**KUTIPAN PILIHAN**
* * * * * * * * *

Kedaulatan Energi dan Listrik
Mudrajad Kuncoro ; Guru Besar FEB UGM
|
KOMPAS, 11
Februari 2016
Pemerintah akan
memangkas target proyek pembangkit listrik dari 35.000 megawatt menjadi
16.000 MW. Pernyataan Rizal Ramli, Menteri Koordinator Bidang Maritim dan
Sumber Daya, ini bertentangan dengan komitmen Presiden Joko Widodo dan
Menteri ESDM yang berkukuh tetap akan menjalankan program pembangunan
pembangkit listrik 35.000 MW.
Kontroversi semacam
ini jelas ”tidak menyejukkan”, kontra-produktif, dan memberikan sentimen
negatif bagi iklim investasi di Indonesia. Apakah ini cermin dari kebijakan
energi yang tidak jelas arah dan targetnya? Ataukah memang kedaulatan energi
dan listrik hanya cita-cita?
Dampak pertumbuhan rendah
Perekonomian Indonesia
pada triwulan II tahun 2015 tumbuh 4,67 persen (year on year/yoy) yang
melambat dibandingkan dengan triwulan II tahun 2014 yang mampu tumbuh 5,03
persen. Pada triwulan I- 2015, ekonomi Indonesia tumbuh 4,72 persen.
Pertumbuhan ini didorong oleh semua lapangan usaha, kecuali pertambangan dan
penggalian. Pertumbuhan tertinggi dicapai jasa pendidikan yang tumbuh 12,16
persen, diikuti informasi dan komunikasi (9,56 persen), jasa kesehatan dan
kegiatan sosial (8,16 persen), pertanian (6,64 persen), dan industri
pengolahan (4,42 persen). Sektor pertambangan dan penggalian mengalami
kontraksi tajam, tumbuh negatif 5,87 persen.
Artinya, melambatnya
pertumbuhan ekonomi terutama akibat sektor pertambangan tumbuh negatif. Ini
diperparah pengadaan listrik dan gas yang tumbuh rendah hanya 0,5 persen.

* * * * * * * * *

**CUPLIKAN DATA**

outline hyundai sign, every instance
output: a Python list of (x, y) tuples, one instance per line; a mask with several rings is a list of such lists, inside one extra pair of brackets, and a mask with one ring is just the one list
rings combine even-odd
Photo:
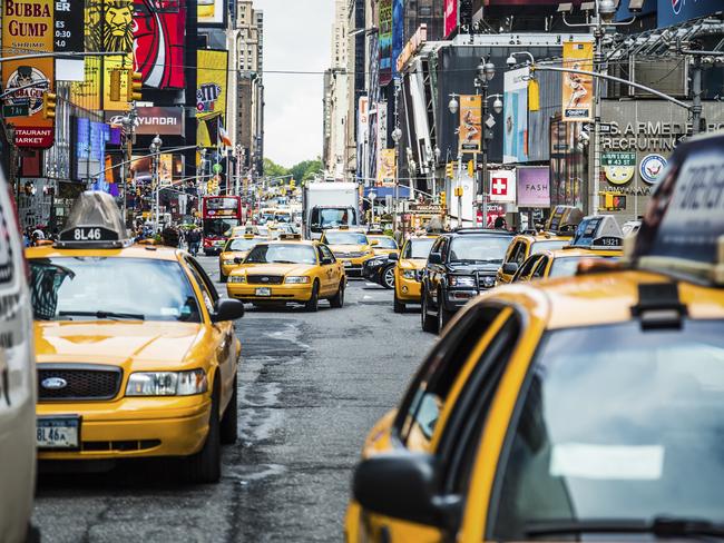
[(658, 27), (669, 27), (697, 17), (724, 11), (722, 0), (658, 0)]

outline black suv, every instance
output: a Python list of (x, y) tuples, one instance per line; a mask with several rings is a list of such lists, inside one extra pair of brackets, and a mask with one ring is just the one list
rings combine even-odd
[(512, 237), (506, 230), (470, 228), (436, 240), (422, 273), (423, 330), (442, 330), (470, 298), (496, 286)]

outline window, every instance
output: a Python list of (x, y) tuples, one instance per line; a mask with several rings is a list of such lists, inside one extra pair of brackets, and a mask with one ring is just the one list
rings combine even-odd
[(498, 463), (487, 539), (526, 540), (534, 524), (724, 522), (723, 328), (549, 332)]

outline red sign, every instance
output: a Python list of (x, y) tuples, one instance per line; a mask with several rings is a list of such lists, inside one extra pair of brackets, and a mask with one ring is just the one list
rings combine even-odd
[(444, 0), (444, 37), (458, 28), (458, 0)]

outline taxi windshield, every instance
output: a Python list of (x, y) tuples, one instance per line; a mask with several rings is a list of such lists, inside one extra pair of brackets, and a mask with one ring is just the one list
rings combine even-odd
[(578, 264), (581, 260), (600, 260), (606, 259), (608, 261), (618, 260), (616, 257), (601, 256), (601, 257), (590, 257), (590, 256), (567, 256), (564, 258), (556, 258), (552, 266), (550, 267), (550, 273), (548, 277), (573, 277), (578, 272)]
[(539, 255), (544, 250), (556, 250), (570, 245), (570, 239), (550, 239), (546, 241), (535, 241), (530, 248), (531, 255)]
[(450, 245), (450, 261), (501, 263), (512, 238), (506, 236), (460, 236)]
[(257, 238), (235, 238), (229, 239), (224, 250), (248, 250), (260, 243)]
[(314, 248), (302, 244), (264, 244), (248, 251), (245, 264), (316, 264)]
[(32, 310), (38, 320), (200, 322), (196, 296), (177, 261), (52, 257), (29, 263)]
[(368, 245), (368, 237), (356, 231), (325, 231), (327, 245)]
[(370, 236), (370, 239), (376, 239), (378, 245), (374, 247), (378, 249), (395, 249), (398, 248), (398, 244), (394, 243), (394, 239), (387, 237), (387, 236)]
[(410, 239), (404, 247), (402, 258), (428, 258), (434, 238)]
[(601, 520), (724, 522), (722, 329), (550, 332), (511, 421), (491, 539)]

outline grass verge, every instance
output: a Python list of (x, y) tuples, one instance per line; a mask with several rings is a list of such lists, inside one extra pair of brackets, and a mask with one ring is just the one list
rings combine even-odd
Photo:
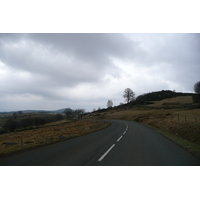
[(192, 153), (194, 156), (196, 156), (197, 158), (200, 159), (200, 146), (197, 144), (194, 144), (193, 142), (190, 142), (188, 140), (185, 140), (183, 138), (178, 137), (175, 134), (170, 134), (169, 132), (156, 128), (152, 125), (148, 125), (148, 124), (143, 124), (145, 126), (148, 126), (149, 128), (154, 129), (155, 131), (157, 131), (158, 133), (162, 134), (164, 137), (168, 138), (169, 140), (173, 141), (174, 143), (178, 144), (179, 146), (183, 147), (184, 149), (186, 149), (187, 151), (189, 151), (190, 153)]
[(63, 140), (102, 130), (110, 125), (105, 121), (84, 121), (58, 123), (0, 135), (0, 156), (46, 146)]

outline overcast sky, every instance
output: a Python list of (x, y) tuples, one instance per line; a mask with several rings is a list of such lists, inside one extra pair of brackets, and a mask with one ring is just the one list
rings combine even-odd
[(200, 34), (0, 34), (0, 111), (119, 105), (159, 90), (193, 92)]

* * * * * * * * *

**KUMPULAN TUGAS**
1. Jawablah pertanyaan berikut berdasarkan artikel tentang kedaulatan energi dan listrik.
(a) Menjadi berapa megawatt target proyek pembangkit listrik akan dipangkas?
(b) Berapa persen pertumbuhan ekonomi Indonesia pada triwulan II tahun 2015?
(c) Lapangan usaha apa yang mengalami kontraksi tajam, dan berapa pertumbuhannya?
2. Teruskan artikel tentang kedaulatan energi dan listrik, mulai sesudah kalimat terakhir yang ditampilkan.
Butir-butir data tidak berkaitan dengan artikel tentang kedaulatan energi dan listrik.

**JAWABAN YANG DIHARAPKAN**
1.
(a) 16.000 MW
(b) 4,67 persen (year on year)
(c) Pertambangan dan penggalian, dengan pertumbuhan negatif 5,87 persen

2.
Anjloknya nilai rupiah, menurunnya semua harga komoditas tambang, dan
tingginya komponen impor bahan baku dan penolong merupakan akar masalah
buruknya kinerja pertumbuhan di kedua sektor ini.
Menteri Energi dan
Sumber Daya Mineral (ESDM) Sudirman Said menjelaskan bahwa arah paket
kebijakan ESDM adalah untuk mendorong pertumbuhan ekonomi, menjamin kepastian
hukum, memudahkan investasi, menggerakkan sektor riil, dan memperkuat
industri hilir. Menteri ESDM juga mengeluarkan tiga peraturan menteri terkait
pendelegasian wewenang pemberian izin di bidang ketenagalistrikan (Permen
ESDM Nomor 35 Tahun 2014), bidang migas (Permen ESDM Nomor 23/2015), dan
bidang minerba (Permen ESDM Nomor 25/2015) ke pelayanan terpadu satu pintu
(PTSP) di Badan Koordinasi Penanaman Modal (BKPM). Kementerian ESDM memangkas
perizinan sampai 60 persen dalam 6 bulan. Apabila tahun 2014 ESDM memegang
218 perizinan, sejak awal 2015 menyusut menjadi 89 perizinan di mana 63 di
antaranya telah didelegasikan ke PTSP di BKPM.
Langkah positif
tersebut agaknya belum cukup. Masalah mendasar energi adalah posisi ketahanan
energi Indonesia semakin merosot beberapa tahun terakhir. Berdasarkan data
Dewan Energi Dunia, Indonesia berada di peringkat ke-69 dari 129 negara pada
2014. Peringkat itu melorot tajam dibanding tahun-tahun sebelumnya. Pada
2010, Indonesia berada di peringkat ke-29 dan pada 2011 turun ke peringkat
ke-47. Indonesia akan terus menjadi net importir minyak jika tidak berupaya
mendapatkan cadangan minyak baru. Dengan 60 persen kebutuhan BBM nasional
masih impor dan semakin besar jumlahnya, maka akan semakin besar
ketergantungan Indonesia terhadap harga BBM dunia.
Khusus gas, masalah
utamanya terjadi kenaikan permintaan gas yang melebihi pasokan. Hingga 2012,
ekspor memang lebih banyak daripada kebutuhan domestik. Namun, dengan tren
permintaan gas domestik lebih dari 6 persen per tahun, sejak 2013, konsumsi
domestik melebihi ekspor. Tahun 2014, defisit gas mencapai 1,773 mmscf per hari.
Sektor industri, pupuk, dan listrik mulai berteriak kekurangan pasokan gas di
hampir semua provinsi. Sungguh ironis ketika PT Pupuk Kaltim mengeluh
kekurangan gas, padahal LNG Badak berada di kota yang sama. Rakyat Madura
kekurangan gas ketika tambang gas ada di pulau tersebut.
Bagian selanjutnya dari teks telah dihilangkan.